*WHAT THE EXERCISE ASKS*
Could you print all the entries exactly?

*PROVIDED RECORDS*
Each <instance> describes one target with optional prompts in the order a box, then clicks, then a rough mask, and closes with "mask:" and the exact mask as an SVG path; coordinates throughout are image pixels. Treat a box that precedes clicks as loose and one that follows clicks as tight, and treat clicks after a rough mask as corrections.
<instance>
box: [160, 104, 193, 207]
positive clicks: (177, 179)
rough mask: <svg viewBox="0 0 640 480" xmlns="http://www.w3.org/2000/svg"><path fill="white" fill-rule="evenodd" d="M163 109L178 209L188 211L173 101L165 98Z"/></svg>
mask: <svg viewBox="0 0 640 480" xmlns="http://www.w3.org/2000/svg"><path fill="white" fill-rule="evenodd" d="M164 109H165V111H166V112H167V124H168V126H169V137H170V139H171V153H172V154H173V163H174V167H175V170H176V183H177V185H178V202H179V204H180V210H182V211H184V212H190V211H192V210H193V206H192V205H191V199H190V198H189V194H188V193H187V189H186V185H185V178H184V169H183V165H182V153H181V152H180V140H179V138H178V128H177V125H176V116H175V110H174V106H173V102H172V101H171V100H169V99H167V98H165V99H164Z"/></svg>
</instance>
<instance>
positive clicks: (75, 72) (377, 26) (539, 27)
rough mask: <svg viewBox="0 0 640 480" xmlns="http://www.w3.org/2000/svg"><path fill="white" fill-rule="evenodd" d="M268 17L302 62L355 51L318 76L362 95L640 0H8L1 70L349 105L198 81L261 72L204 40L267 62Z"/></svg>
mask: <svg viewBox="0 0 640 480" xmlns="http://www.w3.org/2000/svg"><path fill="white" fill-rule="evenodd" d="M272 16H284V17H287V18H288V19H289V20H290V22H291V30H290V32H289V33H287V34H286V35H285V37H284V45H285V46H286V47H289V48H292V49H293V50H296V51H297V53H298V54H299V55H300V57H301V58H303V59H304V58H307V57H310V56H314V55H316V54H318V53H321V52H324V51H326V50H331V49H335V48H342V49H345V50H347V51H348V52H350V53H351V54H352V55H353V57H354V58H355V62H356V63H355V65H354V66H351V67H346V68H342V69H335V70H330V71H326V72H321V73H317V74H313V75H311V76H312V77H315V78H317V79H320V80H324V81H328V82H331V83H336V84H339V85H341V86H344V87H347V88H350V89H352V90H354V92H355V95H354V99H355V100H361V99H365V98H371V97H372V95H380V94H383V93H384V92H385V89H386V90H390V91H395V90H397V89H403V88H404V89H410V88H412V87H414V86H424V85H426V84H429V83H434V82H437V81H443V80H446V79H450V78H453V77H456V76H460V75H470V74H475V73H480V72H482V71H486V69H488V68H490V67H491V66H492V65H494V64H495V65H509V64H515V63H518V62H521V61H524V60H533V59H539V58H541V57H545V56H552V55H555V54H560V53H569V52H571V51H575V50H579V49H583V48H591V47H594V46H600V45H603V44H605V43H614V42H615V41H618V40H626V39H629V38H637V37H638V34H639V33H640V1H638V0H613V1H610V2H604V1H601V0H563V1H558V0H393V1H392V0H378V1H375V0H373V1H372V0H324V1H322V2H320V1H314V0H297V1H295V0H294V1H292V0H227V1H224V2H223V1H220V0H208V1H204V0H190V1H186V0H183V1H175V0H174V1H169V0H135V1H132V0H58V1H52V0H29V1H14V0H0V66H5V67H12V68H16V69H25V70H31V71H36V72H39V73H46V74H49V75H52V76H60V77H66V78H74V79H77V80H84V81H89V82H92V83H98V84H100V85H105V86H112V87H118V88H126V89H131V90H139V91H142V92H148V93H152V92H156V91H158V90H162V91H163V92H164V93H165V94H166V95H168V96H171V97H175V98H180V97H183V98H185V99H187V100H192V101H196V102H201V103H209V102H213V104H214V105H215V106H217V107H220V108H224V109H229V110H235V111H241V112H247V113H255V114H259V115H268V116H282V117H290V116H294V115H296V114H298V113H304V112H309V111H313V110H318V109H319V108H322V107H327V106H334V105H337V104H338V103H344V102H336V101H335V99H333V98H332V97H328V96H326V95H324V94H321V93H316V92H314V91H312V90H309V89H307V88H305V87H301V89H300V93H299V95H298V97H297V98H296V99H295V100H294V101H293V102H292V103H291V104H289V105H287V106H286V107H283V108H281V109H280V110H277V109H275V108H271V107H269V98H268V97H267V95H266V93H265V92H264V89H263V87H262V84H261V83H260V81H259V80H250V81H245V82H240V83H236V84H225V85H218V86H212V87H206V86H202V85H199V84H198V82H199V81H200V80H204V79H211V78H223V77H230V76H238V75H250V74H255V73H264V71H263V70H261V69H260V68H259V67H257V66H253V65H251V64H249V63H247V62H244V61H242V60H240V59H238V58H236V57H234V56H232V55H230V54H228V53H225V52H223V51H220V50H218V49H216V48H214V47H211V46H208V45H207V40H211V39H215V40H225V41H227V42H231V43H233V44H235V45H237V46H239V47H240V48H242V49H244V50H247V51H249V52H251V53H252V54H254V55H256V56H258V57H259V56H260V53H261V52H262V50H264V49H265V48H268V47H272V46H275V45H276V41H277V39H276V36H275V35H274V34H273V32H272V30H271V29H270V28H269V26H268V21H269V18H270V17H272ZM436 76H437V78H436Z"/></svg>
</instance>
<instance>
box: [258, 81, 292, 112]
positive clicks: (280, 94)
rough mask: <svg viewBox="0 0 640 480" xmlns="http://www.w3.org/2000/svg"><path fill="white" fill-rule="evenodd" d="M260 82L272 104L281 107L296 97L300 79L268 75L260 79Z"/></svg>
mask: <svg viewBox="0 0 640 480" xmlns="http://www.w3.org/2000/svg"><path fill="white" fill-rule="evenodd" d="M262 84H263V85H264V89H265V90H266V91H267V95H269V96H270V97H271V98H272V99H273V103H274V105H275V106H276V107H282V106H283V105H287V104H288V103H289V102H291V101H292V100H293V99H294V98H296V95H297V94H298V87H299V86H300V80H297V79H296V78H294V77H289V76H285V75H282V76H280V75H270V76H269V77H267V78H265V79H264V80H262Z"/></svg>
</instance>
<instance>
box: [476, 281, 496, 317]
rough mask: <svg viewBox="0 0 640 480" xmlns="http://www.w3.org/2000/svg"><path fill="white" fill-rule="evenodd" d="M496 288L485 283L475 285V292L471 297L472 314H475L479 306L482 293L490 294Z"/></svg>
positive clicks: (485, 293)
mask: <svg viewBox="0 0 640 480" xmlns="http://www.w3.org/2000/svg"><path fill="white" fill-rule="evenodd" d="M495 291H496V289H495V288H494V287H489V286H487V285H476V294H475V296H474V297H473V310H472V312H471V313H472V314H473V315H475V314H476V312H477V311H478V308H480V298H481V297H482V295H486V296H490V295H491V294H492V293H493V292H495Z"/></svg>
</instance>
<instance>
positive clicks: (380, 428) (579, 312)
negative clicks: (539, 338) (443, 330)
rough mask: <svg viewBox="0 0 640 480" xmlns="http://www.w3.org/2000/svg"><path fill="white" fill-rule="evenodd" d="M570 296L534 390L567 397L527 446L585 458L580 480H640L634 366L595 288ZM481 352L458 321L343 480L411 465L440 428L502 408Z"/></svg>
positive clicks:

*OUTPUT FOR THIS EXERCISE*
Each <instance> describes one target with optional prompts in the order a box, then clicks, then a rough mask, and closes with "mask:" and the exact mask as an SVG path; coordinates throughout are image pixels. Treat a box that precedes clicks as loose and one that follows clicks as tight, and treat clicks after a rough mask as corrections.
<instance>
box: [160, 104, 193, 207]
positive clicks: (177, 179)
rough mask: <svg viewBox="0 0 640 480" xmlns="http://www.w3.org/2000/svg"><path fill="white" fill-rule="evenodd" d="M163 109L178 209L188 211L173 101L165 98Z"/></svg>
mask: <svg viewBox="0 0 640 480" xmlns="http://www.w3.org/2000/svg"><path fill="white" fill-rule="evenodd" d="M164 109H165V111H166V112H167V124H168V126H169V137H170V139H171V153H172V154H173V163H174V167H175V170H176V183H177V185H178V202H179V204H180V210H182V211H184V212H190V211H192V210H193V206H192V205H191V199H190V198H189V194H188V193H187V189H186V185H185V178H184V169H183V165H182V153H181V152H180V140H179V138H178V128H177V125H176V116H175V110H174V106H173V102H172V101H171V100H169V99H167V98H165V99H164Z"/></svg>
</instance>
<instance>
positive clicks: (75, 72) (377, 26) (539, 27)
rough mask: <svg viewBox="0 0 640 480" xmlns="http://www.w3.org/2000/svg"><path fill="white" fill-rule="evenodd" d="M268 17L302 62L355 51L318 76L362 95L640 0H8L1 70L349 105L198 81L261 72L204 40L267 62Z"/></svg>
mask: <svg viewBox="0 0 640 480" xmlns="http://www.w3.org/2000/svg"><path fill="white" fill-rule="evenodd" d="M272 16H284V17H287V18H288V19H289V20H290V22H291V30H290V32H289V33H287V34H286V35H285V37H284V45H285V46H286V47H289V48H292V49H293V50H296V51H297V53H298V54H299V55H300V57H301V58H303V59H304V58H307V57H310V56H314V55H316V54H318V53H321V52H324V51H326V50H331V49H335V48H342V49H345V50H347V51H348V52H350V53H351V54H352V55H353V57H354V58H355V62H356V63H355V65H354V66H351V67H346V68H342V69H335V70H330V71H326V72H321V73H317V74H313V75H311V76H312V77H315V78H317V79H320V80H324V81H328V82H331V83H336V84H339V85H341V86H344V87H347V88H350V89H352V90H354V92H355V95H354V99H355V100H361V99H365V98H371V97H372V95H380V94H383V93H384V92H385V89H386V90H390V91H395V90H397V89H403V88H404V89H410V88H412V87H414V86H424V85H426V84H429V83H434V82H437V81H443V80H446V79H450V78H453V77H456V76H460V75H470V74H475V73H480V72H482V71H486V69H488V68H490V67H491V66H492V65H494V64H495V65H509V64H515V63H518V62H521V61H524V60H533V59H539V58H541V57H545V56H552V55H555V54H560V53H569V52H571V51H575V50H579V49H583V48H591V47H594V46H600V45H603V44H605V43H614V42H615V41H618V40H626V39H629V38H637V37H638V34H639V33H640V1H638V0H613V1H610V2H604V1H601V0H563V1H558V0H393V1H392V0H378V1H375V0H373V1H372V0H324V1H322V2H320V1H314V0H297V1H295V0H294V1H292V0H227V1H224V2H223V1H220V0H208V1H204V0H190V1H186V0H183V1H175V0H174V1H169V0H135V1H132V0H58V1H52V0H29V1H14V0H0V66H5V67H12V68H16V69H25V70H31V71H36V72H39V73H46V74H49V75H52V76H60V77H66V78H74V79H77V80H84V81H89V82H92V83H98V84H100V85H105V86H112V87H118V88H126V89H131V90H139V91H142V92H148V93H152V92H156V91H158V90H162V91H163V92H164V93H165V94H166V95H168V96H171V97H175V98H180V97H183V98H185V99H187V100H192V101H196V102H201V103H209V102H213V104H214V105H215V106H217V107H220V108H224V109H229V110H235V111H241V112H247V113H255V114H259V115H268V116H282V117H290V116H294V115H296V114H298V113H304V112H309V111H313V110H318V109H319V108H322V107H327V106H334V105H337V104H338V103H344V102H336V101H335V99H333V98H332V97H328V96H326V95H324V94H321V93H316V92H314V91H312V90H309V89H307V88H305V87H301V89H300V93H299V95H298V97H297V98H296V99H295V100H294V101H293V102H292V103H291V104H289V105H287V106H286V107H283V108H281V109H280V110H277V109H275V108H271V107H269V98H268V97H267V95H266V93H265V92H264V89H263V87H262V84H261V83H260V81H259V80H250V81H245V82H240V83H236V84H225V85H218V86H212V87H206V86H202V85H199V84H198V82H199V81H200V80H204V79H211V78H223V77H230V76H238V75H250V74H255V73H264V71H263V70H261V69H260V68H259V67H257V66H253V65H251V64H249V63H247V62H244V61H242V60H240V59H238V58H236V57H234V56H232V55H230V54H228V53H225V52H223V51H220V50H218V49H216V48H214V47H211V46H208V45H207V40H211V39H215V40H225V41H227V42H231V43H233V44H235V45H237V46H239V47H240V48H242V49H244V50H247V51H249V52H251V53H252V54H254V55H256V56H258V57H259V56H260V53H261V52H262V50H264V49H265V48H268V47H272V46H275V45H276V41H277V39H276V36H275V35H274V34H273V32H272V30H271V29H270V28H269V26H268V21H269V18H270V17H272ZM436 76H437V78H436Z"/></svg>
</instance>
<instance>
box: [258, 81, 292, 112]
positive clicks: (280, 94)
rough mask: <svg viewBox="0 0 640 480" xmlns="http://www.w3.org/2000/svg"><path fill="white" fill-rule="evenodd" d="M260 82L272 104L281 107L296 97L300 79L268 75L260 79Z"/></svg>
mask: <svg viewBox="0 0 640 480" xmlns="http://www.w3.org/2000/svg"><path fill="white" fill-rule="evenodd" d="M262 84H263V85H264V89H265V90H266V91H267V95H269V96H270V97H271V98H272V99H273V103H274V105H275V106H276V107H282V106H283V105H287V104H288V103H289V102H291V101H292V100H293V99H294V98H296V95H297V94H298V87H299V86H300V80H297V79H296V78H294V77H289V76H285V75H282V76H280V75H270V76H269V77H267V78H265V79H264V80H262Z"/></svg>
</instance>
<instance>
box: [476, 281, 496, 317]
rough mask: <svg viewBox="0 0 640 480" xmlns="http://www.w3.org/2000/svg"><path fill="white" fill-rule="evenodd" d="M496 288L485 283L475 285V292L471 297L472 314H475L479 306L482 293L490 294Z"/></svg>
positive clicks: (485, 293)
mask: <svg viewBox="0 0 640 480" xmlns="http://www.w3.org/2000/svg"><path fill="white" fill-rule="evenodd" d="M495 291H496V289H495V288H494V287H489V286H487V285H476V294H475V296H474V297H473V310H472V312H471V313H472V314H473V315H475V314H476V312H477V311H478V308H480V298H481V297H482V295H486V296H490V295H491V294H492V293H493V292H495Z"/></svg>
</instance>
<instance>
positive clicks: (380, 428) (579, 312)
negative clicks: (539, 338) (443, 330)
rough mask: <svg viewBox="0 0 640 480" xmlns="http://www.w3.org/2000/svg"><path fill="white" fill-rule="evenodd" d="M570 296L534 390L567 397L527 446L585 458L580 480H640L634 366L595 288ZM481 352L458 321L343 480L411 465L440 428L502 408Z"/></svg>
positive clicks:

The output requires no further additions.